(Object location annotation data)
** start **
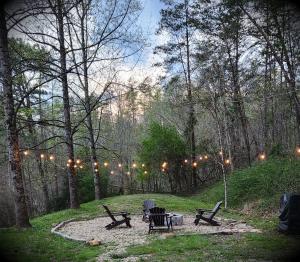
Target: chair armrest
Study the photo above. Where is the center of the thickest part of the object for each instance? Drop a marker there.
(120, 213)
(153, 214)
(204, 210)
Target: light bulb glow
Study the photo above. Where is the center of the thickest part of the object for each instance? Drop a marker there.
(262, 156)
(164, 165)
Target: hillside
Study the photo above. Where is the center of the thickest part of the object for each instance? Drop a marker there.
(261, 184)
(258, 187)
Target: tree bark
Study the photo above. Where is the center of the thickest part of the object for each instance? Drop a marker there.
(74, 201)
(22, 218)
(191, 121)
(89, 122)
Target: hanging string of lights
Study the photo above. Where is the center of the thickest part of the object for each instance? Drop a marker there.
(78, 164)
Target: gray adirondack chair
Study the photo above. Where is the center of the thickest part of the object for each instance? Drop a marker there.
(148, 204)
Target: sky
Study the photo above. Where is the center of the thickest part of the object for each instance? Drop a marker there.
(141, 66)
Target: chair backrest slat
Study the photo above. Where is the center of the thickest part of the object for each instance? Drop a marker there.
(158, 220)
(109, 213)
(216, 209)
(148, 204)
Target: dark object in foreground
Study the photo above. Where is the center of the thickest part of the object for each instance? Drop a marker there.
(208, 215)
(116, 222)
(159, 219)
(148, 204)
(289, 218)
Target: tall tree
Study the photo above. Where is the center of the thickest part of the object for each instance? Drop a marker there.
(22, 218)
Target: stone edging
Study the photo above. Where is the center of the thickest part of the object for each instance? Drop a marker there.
(55, 229)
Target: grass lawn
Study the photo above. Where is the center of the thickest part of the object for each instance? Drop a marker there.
(38, 244)
(261, 184)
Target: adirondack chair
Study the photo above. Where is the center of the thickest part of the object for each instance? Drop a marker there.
(208, 215)
(159, 220)
(124, 215)
(146, 209)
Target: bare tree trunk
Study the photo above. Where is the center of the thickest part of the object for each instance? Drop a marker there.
(22, 218)
(88, 106)
(74, 201)
(192, 119)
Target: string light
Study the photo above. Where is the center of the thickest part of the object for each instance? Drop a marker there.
(164, 165)
(227, 161)
(262, 156)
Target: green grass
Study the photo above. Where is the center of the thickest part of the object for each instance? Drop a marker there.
(262, 184)
(236, 247)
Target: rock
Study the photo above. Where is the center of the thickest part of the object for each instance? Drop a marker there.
(94, 242)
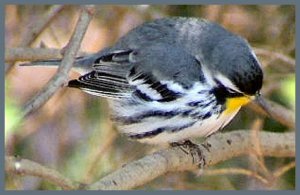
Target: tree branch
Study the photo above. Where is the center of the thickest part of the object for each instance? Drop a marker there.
(62, 73)
(36, 28)
(215, 149)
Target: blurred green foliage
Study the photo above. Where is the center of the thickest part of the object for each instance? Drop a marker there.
(72, 132)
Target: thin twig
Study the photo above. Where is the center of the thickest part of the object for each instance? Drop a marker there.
(36, 28)
(215, 149)
(288, 60)
(32, 54)
(17, 166)
(62, 73)
(282, 170)
(275, 111)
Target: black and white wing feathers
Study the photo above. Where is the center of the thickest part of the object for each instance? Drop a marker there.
(146, 74)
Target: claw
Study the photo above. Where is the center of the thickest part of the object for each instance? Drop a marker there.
(189, 147)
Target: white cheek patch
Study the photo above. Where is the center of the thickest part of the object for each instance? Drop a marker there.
(226, 82)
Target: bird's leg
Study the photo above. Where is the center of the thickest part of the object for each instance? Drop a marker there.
(189, 147)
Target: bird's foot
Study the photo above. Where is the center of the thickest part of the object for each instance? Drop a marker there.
(194, 150)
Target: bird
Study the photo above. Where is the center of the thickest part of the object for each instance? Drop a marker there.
(171, 79)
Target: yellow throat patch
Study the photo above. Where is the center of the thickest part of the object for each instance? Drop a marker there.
(232, 104)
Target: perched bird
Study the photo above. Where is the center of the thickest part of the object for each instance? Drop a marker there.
(172, 79)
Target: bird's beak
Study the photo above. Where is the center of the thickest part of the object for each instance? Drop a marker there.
(261, 102)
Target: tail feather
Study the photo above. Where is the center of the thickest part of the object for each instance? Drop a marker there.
(50, 62)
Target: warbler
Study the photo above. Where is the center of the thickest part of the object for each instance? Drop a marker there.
(172, 79)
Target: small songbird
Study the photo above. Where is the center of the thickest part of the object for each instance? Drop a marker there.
(172, 79)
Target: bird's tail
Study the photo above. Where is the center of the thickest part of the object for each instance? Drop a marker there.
(50, 62)
(81, 65)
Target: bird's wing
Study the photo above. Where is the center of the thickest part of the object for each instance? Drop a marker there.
(153, 73)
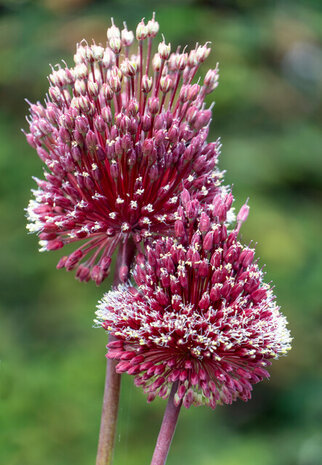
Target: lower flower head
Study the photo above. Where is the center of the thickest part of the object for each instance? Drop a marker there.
(201, 314)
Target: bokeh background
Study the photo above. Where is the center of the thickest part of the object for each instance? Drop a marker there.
(268, 110)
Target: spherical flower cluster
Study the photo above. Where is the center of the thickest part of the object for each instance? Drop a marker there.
(120, 134)
(201, 315)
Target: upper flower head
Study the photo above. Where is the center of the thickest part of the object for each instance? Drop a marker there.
(201, 317)
(120, 135)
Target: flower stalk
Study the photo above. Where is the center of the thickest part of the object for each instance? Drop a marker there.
(167, 430)
(113, 379)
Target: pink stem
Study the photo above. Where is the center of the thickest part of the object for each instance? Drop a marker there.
(167, 430)
(112, 380)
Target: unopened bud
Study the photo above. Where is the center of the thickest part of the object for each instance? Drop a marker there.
(141, 31)
(147, 84)
(153, 27)
(164, 50)
(127, 37)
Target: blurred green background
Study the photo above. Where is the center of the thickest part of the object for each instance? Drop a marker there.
(268, 110)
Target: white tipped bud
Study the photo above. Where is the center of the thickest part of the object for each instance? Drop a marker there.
(80, 87)
(193, 59)
(128, 68)
(181, 61)
(115, 45)
(113, 32)
(156, 62)
(97, 52)
(93, 89)
(127, 37)
(141, 31)
(165, 84)
(153, 27)
(211, 79)
(164, 50)
(202, 53)
(80, 71)
(108, 59)
(146, 84)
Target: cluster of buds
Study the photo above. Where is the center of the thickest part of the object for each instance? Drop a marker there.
(200, 315)
(121, 135)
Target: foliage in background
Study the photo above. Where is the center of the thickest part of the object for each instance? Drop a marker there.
(268, 110)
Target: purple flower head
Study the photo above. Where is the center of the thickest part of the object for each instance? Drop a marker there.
(201, 315)
(121, 135)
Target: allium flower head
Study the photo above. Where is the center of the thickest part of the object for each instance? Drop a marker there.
(121, 133)
(201, 315)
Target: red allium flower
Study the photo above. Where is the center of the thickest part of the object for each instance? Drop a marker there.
(201, 317)
(120, 135)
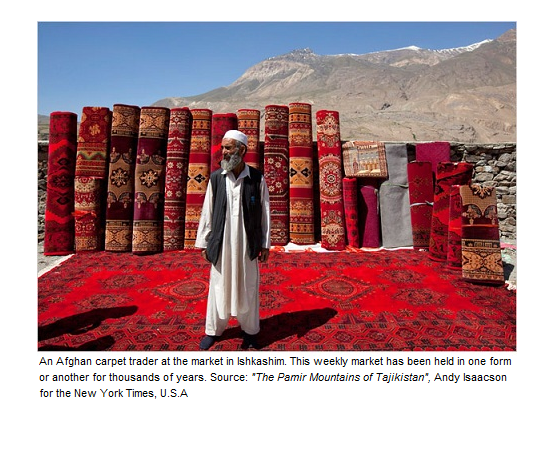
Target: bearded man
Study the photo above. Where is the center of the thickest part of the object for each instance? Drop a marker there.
(234, 234)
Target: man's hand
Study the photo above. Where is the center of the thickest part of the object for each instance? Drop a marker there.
(204, 255)
(264, 255)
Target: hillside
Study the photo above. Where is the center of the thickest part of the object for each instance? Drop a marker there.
(465, 94)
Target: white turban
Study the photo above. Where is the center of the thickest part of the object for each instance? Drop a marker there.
(237, 135)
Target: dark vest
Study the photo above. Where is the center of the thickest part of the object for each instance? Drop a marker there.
(252, 213)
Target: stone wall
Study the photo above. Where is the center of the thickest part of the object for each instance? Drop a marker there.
(494, 164)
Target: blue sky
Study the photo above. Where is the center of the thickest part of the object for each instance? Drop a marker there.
(103, 63)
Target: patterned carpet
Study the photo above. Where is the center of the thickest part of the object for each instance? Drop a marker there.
(354, 300)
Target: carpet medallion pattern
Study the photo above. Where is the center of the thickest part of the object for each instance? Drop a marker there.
(376, 301)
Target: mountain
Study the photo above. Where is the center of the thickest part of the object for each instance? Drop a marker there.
(465, 94)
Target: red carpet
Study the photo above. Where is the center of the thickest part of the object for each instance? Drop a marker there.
(374, 301)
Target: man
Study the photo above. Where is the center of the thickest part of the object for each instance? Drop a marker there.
(234, 233)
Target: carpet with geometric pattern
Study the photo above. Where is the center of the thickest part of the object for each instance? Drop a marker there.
(352, 300)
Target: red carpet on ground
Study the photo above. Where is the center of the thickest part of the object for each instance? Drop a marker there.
(370, 301)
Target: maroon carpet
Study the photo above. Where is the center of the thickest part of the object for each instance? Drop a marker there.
(481, 249)
(198, 173)
(276, 171)
(454, 229)
(121, 183)
(301, 173)
(59, 223)
(421, 190)
(328, 135)
(351, 211)
(447, 174)
(150, 180)
(91, 177)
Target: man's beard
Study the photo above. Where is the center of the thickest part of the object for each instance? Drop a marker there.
(231, 164)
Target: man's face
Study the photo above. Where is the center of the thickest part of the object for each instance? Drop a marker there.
(231, 152)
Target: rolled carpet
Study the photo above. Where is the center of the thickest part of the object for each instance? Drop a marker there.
(60, 201)
(150, 180)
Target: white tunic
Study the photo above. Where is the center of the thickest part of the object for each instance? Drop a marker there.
(234, 280)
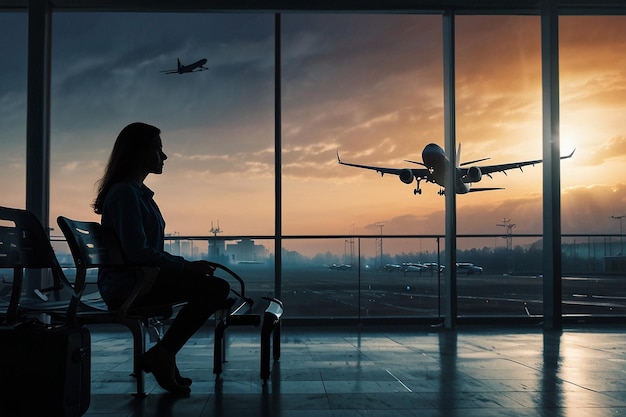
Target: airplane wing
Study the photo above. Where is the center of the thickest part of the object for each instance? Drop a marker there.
(421, 173)
(489, 169)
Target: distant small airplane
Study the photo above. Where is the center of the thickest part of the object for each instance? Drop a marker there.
(435, 163)
(182, 69)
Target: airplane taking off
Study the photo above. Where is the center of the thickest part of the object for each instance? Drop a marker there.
(435, 162)
(182, 69)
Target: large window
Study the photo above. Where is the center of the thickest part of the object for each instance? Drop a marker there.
(14, 49)
(593, 104)
(217, 125)
(498, 102)
(368, 89)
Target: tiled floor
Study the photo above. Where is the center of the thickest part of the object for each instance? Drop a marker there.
(470, 372)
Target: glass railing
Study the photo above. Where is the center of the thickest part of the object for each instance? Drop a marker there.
(389, 277)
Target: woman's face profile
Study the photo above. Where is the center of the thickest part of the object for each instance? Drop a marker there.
(155, 157)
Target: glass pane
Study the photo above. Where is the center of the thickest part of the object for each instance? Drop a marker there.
(353, 280)
(593, 102)
(14, 49)
(498, 99)
(367, 88)
(217, 125)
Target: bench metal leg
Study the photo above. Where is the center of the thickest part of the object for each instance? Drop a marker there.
(270, 323)
(138, 330)
(218, 348)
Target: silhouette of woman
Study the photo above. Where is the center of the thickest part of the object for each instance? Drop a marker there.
(127, 207)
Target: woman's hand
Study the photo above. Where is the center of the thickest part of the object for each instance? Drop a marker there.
(199, 268)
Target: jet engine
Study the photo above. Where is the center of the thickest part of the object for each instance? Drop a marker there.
(474, 174)
(406, 176)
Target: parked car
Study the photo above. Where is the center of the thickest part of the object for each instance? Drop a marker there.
(468, 268)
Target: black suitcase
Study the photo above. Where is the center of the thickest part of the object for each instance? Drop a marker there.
(44, 370)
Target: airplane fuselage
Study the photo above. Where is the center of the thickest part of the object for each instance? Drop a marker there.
(191, 67)
(435, 166)
(435, 159)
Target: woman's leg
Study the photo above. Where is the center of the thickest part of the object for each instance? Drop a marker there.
(203, 296)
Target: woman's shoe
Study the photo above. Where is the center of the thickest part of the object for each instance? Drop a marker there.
(163, 366)
(181, 380)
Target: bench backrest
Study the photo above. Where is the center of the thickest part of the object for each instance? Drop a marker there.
(91, 245)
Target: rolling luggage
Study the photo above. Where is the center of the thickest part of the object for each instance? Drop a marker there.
(44, 370)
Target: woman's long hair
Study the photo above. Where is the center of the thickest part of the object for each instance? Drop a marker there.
(126, 158)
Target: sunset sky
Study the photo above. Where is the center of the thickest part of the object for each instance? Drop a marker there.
(367, 86)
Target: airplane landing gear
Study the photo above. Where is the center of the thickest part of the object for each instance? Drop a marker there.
(417, 190)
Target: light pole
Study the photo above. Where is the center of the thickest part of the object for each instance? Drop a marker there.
(621, 236)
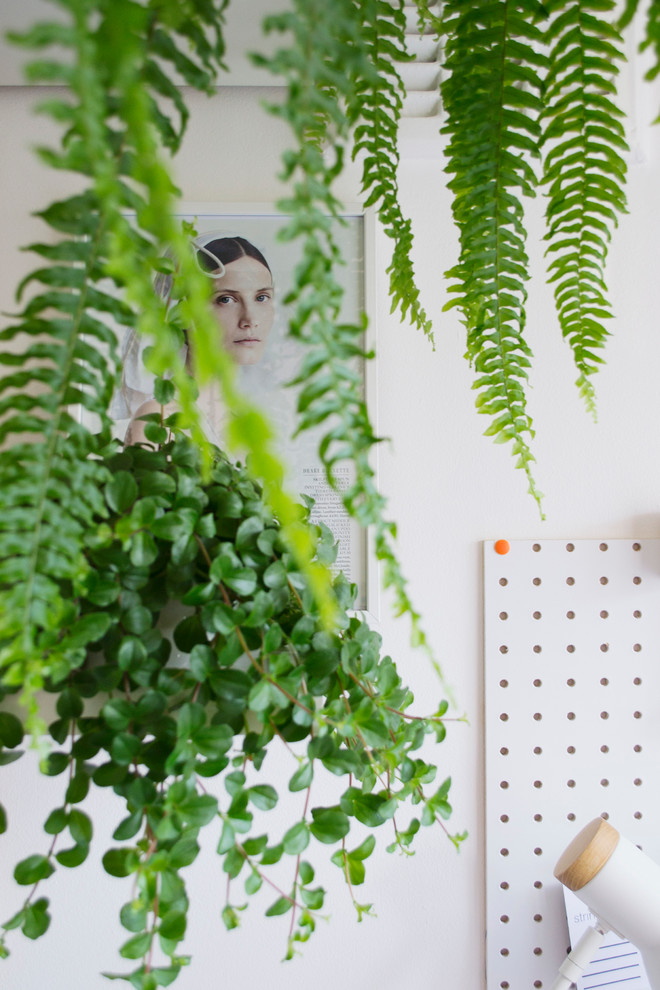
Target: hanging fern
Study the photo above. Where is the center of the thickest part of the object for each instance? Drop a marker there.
(492, 102)
(584, 171)
(375, 115)
(328, 68)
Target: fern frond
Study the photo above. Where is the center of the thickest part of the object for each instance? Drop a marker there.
(326, 67)
(492, 102)
(584, 172)
(375, 116)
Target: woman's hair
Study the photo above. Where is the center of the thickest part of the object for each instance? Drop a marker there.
(221, 251)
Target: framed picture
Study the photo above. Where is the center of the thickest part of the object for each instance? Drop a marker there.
(265, 375)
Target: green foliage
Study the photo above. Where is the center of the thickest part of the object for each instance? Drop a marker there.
(374, 113)
(492, 100)
(263, 674)
(336, 60)
(584, 172)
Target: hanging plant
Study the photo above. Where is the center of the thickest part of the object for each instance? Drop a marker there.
(265, 682)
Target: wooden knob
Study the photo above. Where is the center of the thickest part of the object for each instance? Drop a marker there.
(587, 854)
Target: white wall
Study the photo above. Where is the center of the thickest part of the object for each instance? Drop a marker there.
(449, 489)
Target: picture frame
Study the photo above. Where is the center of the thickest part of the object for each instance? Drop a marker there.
(265, 382)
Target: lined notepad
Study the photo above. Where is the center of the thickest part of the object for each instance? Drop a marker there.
(616, 964)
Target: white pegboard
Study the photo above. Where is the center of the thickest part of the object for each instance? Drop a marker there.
(572, 688)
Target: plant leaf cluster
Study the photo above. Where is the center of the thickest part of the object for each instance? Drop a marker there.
(584, 172)
(525, 81)
(261, 673)
(342, 86)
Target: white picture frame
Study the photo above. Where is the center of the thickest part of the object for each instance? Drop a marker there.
(265, 383)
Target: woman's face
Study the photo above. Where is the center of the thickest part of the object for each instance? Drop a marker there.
(243, 304)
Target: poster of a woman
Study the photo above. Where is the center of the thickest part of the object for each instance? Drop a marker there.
(251, 271)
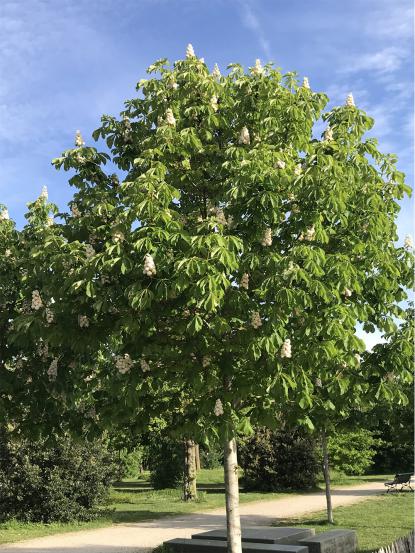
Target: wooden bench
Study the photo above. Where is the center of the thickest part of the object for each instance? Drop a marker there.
(403, 480)
(334, 541)
(261, 534)
(218, 546)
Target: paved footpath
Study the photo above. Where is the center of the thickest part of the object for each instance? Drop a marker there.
(142, 537)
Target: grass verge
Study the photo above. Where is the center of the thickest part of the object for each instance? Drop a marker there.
(378, 521)
(135, 501)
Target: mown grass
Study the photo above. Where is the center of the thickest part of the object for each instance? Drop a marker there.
(378, 521)
(135, 500)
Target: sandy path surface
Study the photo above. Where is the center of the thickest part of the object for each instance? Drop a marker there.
(142, 537)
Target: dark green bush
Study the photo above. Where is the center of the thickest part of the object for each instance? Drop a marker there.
(353, 452)
(166, 462)
(211, 458)
(279, 460)
(65, 482)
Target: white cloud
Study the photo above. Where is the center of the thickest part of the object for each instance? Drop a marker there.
(391, 20)
(251, 21)
(385, 61)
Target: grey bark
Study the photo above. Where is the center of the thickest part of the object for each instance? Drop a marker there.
(189, 473)
(326, 473)
(233, 521)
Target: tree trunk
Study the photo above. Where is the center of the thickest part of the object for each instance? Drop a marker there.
(326, 472)
(233, 521)
(189, 473)
(197, 454)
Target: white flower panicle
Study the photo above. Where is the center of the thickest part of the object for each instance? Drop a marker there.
(149, 265)
(256, 320)
(298, 170)
(49, 315)
(89, 251)
(123, 363)
(408, 242)
(310, 234)
(218, 410)
(267, 238)
(214, 103)
(190, 53)
(328, 134)
(245, 281)
(170, 119)
(219, 214)
(244, 137)
(79, 141)
(350, 100)
(216, 74)
(36, 300)
(4, 215)
(75, 211)
(53, 369)
(289, 270)
(145, 367)
(257, 69)
(127, 129)
(118, 236)
(286, 348)
(83, 321)
(43, 350)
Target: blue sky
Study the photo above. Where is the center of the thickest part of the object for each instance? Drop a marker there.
(64, 63)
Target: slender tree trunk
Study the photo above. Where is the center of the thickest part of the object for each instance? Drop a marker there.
(326, 472)
(189, 473)
(233, 521)
(197, 454)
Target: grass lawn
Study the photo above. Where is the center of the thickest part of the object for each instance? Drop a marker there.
(134, 500)
(378, 522)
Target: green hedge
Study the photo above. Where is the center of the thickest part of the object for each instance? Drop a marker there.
(279, 460)
(66, 482)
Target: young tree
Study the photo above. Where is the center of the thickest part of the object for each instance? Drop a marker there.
(344, 400)
(233, 253)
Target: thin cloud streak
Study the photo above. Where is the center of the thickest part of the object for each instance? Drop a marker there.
(251, 21)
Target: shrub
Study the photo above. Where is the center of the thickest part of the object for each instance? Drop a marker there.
(279, 460)
(166, 462)
(65, 482)
(132, 462)
(353, 452)
(211, 458)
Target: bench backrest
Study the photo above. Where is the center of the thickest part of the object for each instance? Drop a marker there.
(403, 477)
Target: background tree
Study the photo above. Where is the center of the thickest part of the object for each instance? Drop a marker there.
(233, 253)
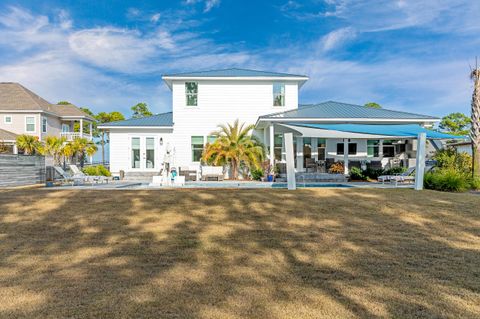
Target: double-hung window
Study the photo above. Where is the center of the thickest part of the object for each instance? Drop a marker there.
(44, 125)
(30, 124)
(197, 148)
(373, 147)
(278, 94)
(191, 93)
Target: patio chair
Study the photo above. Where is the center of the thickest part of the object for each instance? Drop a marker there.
(88, 178)
(403, 177)
(67, 178)
(212, 172)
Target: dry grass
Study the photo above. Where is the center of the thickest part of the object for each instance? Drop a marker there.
(239, 253)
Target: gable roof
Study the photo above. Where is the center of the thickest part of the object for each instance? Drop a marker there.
(233, 72)
(7, 135)
(162, 119)
(16, 97)
(336, 110)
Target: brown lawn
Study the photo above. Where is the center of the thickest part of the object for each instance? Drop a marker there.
(239, 253)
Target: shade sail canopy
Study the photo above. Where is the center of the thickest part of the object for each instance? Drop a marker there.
(368, 130)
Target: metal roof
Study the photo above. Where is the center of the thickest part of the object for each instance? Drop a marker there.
(233, 72)
(395, 130)
(338, 110)
(163, 119)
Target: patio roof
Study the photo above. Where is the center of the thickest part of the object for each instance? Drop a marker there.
(366, 130)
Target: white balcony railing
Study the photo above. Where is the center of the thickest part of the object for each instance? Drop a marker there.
(70, 136)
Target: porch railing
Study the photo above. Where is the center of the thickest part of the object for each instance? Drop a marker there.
(70, 136)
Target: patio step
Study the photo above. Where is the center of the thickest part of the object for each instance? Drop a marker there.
(140, 176)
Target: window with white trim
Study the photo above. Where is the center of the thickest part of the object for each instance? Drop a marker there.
(44, 125)
(191, 93)
(30, 123)
(278, 94)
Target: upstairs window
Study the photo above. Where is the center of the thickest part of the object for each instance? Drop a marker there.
(352, 149)
(278, 94)
(197, 148)
(44, 125)
(191, 93)
(30, 124)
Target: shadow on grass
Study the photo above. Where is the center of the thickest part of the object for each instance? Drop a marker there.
(239, 253)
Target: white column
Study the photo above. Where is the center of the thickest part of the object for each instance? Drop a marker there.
(315, 148)
(81, 128)
(420, 168)
(299, 154)
(272, 145)
(291, 183)
(345, 156)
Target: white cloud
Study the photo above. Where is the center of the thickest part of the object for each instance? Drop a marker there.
(337, 38)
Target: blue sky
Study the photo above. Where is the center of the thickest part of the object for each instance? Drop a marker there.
(109, 55)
** end **
(TASK DIRECTIONS) Starting at the line with "Target: shadow on grass", copy every line up to and including the last one in the entries above.

(EXERCISE RESPONSE)
Target: shadow on grass
Study the photo above. Where is the center of the thickest part of the object for each instance? Drop a marker there.
(239, 253)
Target: white column
Study the photo above. Where is the center of the thickest part of the object for each instance? Drop a marker there.
(315, 148)
(81, 128)
(420, 168)
(299, 154)
(272, 145)
(291, 183)
(345, 156)
Target: white cloud
Study the photo above. Where is the center of the thickest part of the object for each instance? Drop a marker there.
(337, 38)
Target: blue sky
Study the photo above. Where is the center of the thickest part of the object for each instance? Drop a marker there.
(109, 55)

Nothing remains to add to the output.